## Tarefa proposta 1:
Responde às perguntas seguintes com base no excerto sobre os bancos e os paraísos fiscais.
(a) Durante quantos anos dirigiu Alan Greenspan a Fed?
(b) Que montante autorizou a Reserva Federal os seis bancos a gastar em compras das suas próprias ações e em dividendos?
(c) Quanto obtiveram no Luxemburgo os vinte maiores bancos europeus?
## Tarefa proposta 2:
Repete o trecho do excerto sobre os bancos e os paraísos fiscais entre "A Reserva Federal" e "se pode queixar.", inclusive.
## Tarefa proposta 3:
Enumera todos os países referidos pelo nome no excerto sobre os bancos e os paraísos fiscais.

------ Excerto a ler

A Reserva Federal acompanha este entusiasmo e autorizou estes seis bancos a gastarem 72 mil milhões de dólares em compras das suas próprias ações e em dividendos, financiando assim a ilusão sobre o valor da empresa e beneficiando de duas formas os capitais investidos em cada banco. Parece um milagre: a subida dos juros, que tendencialmente arrasta a queda das Bolsas, parece contrariar a lei da gravidade e as ações continuam em valores elevados (em parte pelo truque da aplicação de resultados na compra das próprias ações). É a situação em que todos enganam e todos são enganados, mas ninguém se pode queixar.

Há algum nervosismo, houve mesmo um susto em fevereiro deste ano, quando Alan Greenspan, que durante dezanove anos dirigiu a Fed e foi um dos promotores da desregulamentação e da globalização financeira, anunciou que existem duas bolhas, no mercado de ações e no mercado de obrigações, e os mercados tiveram um momento de pânico. Passou depressa, a Fed continua a subir juros e as Bolsas continuam confiantes.

Uma das razões para esta anormalidade é a certeza de que as autoridades compensarão o sistema financeiro se houver riscos e perdas. Ora, há duas formas de exercer esse apoio pelo soberano: baixar os impostos (à Trump, mas a UE não lhe fica atrás, com a maravilhosa invenção do crédito fiscal por impostos diferidos) e facilitar os esquemas. As duas estão a ser usadas.

Esquemas offshores

Um relatório recente da Oxfam sobre os bancos europeus, com dados de 2015, mostra como estes esquemas funcionam. O caminho é simples: registar os resultados em offshores. Assim, para os vinte maiores bancos europeus, um em cada quatro euros de lucro passou a ser resultado de operações declaradas em paraísos fiscais, com 12% de faturação registam-se 26% dos lucros (os bancos norte-americanos usam o mesmo processo, dois terços da sua redução de impostos é conseguida por aplicações em paraísos fiscais). O que leva a situações curiosas, como o facto de estes vinte maiores bancos terem obtido 4900 milhões de euros no Luxemburgo, mais do que no Reino Unido (o centro financeiro europeu), na Suécia e na Alemanha (a maior economia europeia). Desses lucros, 638 milhões vêm de paraísos fiscais onde estes bancos não têm sequer um porteiro. Ou, também revelador, registando o mesmo volume de negócios no Mónaco e na Indonésia, adivinhe onde conseguem dez vezes mais lucro.

------------
------ Dados fornecidos

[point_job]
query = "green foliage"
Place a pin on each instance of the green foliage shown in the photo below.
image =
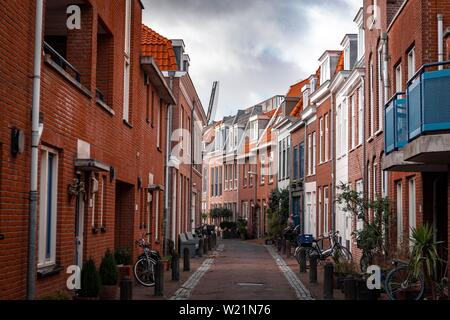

------------

## Resposta correta 1:
(a) Dezanove anos.
(b) 72 mil milhões de dólares.
(c) 4900 milhões de euros.

## Resposta correta 2:
A Reserva Federal acompanha este entusiasmo e autorizou estes seis bancos a gastarem 72 mil milhões de dólares em compras das suas próprias ações e em dividendos, financiando assim a ilusão sobre o valor da empresa e beneficiando de duas formas os capitais investidos em cada banco. Parece um milagre: a subida dos juros, que tendencialmente arrasta a queda das Bolsas, parece contrariar a lei da gravidade e as ações continuam em valores elevados (em parte pelo truque da aplicação de resultados na compra das próprias ações). É a situação em que todos enganam e todos são enganados, mas ninguém se pode queixar.

## Resposta correta 3:
Luxemburgo, Reino Unido, Suécia, Alemanha, Mónaco, Indonésia